Instructions »
A - Reproduce part of the passage on privilege word for word, beginning at the words "It is going" and stopping after "of societal chaos.".
B - In the passage on privilege, what did Extradimensional Cephalopod point out that the woke concept of "privilege" is a manifestation of?
C - Continue the passage on privilege from where it stops.

Passage »
It is going to be interesting to see if the currently metastasizing DEI mania eventually collapses as its illiberal and destructive features become impossible to excuse or ignore. I assume it will eventually end up in history’s junk yard, and the sooner the better, but equally bad ideas have survived to cause decades of societal chaos.

The post about the diversity officer declaring “White people,” “Able-bodied people,” “Heterosexuals,” “Cisgender people,” “Males,” “Christians,” “Middle or owning class people,” “Middle-aged people,” and “English-speaking people” to be blights on efforts to build a just society (and then quickly disavowing her language as soon as she was called on it) provoked—is still provoking–many excellent comments, including the Comment of the Day by Extradimensional Cephalopod below. He (It? I don’t know EC’s preferred pronouns) shamed me by pointing out that the woke concept of “privilege” is a manifestation of the fundamental attribution error, which I haven’t discussed here for a long time. His Comment of the Day also provoked the Comment of the Day on a Comment Destined to Become a Comment of the Day by JutGory, who wrote,

Extradimensional Cephalopod: “(I keep unsuccessfully searching for a quote I remember where someone describes their “privilege” as a right that they want everyone to have, e.g. the right to have no reason to fear the police.)Attribute it to me if you like; that is one of my critiques of the notion of privilege. In some instances, privilege is not part of an unearned advantage; it is part of an unwarranted disadvantage. I am not privileged by being treated the way everyone should be treated; someone else is “under-privileged” by not being treated the way one should be.

(Stored items)
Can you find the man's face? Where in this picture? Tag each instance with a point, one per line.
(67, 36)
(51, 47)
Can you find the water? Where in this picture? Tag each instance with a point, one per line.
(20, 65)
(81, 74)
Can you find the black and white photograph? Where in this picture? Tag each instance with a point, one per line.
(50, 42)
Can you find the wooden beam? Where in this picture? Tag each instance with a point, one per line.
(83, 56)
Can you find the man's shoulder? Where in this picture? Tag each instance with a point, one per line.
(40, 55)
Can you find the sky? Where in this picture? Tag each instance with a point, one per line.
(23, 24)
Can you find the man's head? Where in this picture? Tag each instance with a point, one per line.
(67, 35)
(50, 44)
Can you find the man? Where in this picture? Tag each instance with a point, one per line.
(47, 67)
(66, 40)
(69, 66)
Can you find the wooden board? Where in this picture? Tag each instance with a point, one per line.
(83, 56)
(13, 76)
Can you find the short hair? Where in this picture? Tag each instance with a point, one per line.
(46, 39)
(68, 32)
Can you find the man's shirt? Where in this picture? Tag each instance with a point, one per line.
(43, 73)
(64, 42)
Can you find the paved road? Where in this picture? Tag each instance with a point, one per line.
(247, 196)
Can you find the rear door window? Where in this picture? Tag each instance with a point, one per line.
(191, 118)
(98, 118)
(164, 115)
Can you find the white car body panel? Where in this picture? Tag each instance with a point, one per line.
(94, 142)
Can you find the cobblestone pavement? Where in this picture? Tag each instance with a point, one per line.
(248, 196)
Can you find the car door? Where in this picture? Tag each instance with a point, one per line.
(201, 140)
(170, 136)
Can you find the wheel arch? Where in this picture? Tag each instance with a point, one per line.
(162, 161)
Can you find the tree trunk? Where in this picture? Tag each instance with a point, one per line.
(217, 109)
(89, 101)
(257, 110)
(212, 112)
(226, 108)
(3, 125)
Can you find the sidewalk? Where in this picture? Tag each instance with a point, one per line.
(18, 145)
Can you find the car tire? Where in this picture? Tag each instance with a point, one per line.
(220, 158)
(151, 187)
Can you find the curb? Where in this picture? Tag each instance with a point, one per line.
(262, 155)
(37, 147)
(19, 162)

Answers below »
A -
It is going to be interesting to see if the currently metastasizing DEI mania eventually collapses as its illiberal and destructive features become impossible to excuse or ignore. I assume it will eventually end up in history’s junk yard, and the sooner the better, but equally bad ideas have survived to cause decades of societal chaos.

B - The fundamental attribution error.

C -
“Under-privileged”?

“Unprivileged”?

“Demoted”?

“Debased”?

We don’t really have a commensurate term to describe that.So, people use privilege to describe any advantage that one person may have over another. Actually, common with leftists, we talk about groups, not individuals, and then ascribe a quality of the group to the individual. This is kind of an example of the logical fallacy of division. But, the problem is that individuals have, as comments above have noted, many qualities, some of which are more advantageous or disadvantageous than others (almost as if individuals are somehow unique). It is because of this that they had to come up with notions of “intersectionality” because it turns out that “privilege” is a concept that is inadequate when it comes to describing the world. (But, hey, Ptolemy needed epicycles and the equant to make sense of the universe.)

“Privilege” does not exist. “Privilege” is an attempt to describe phenomena and create a generalization about it.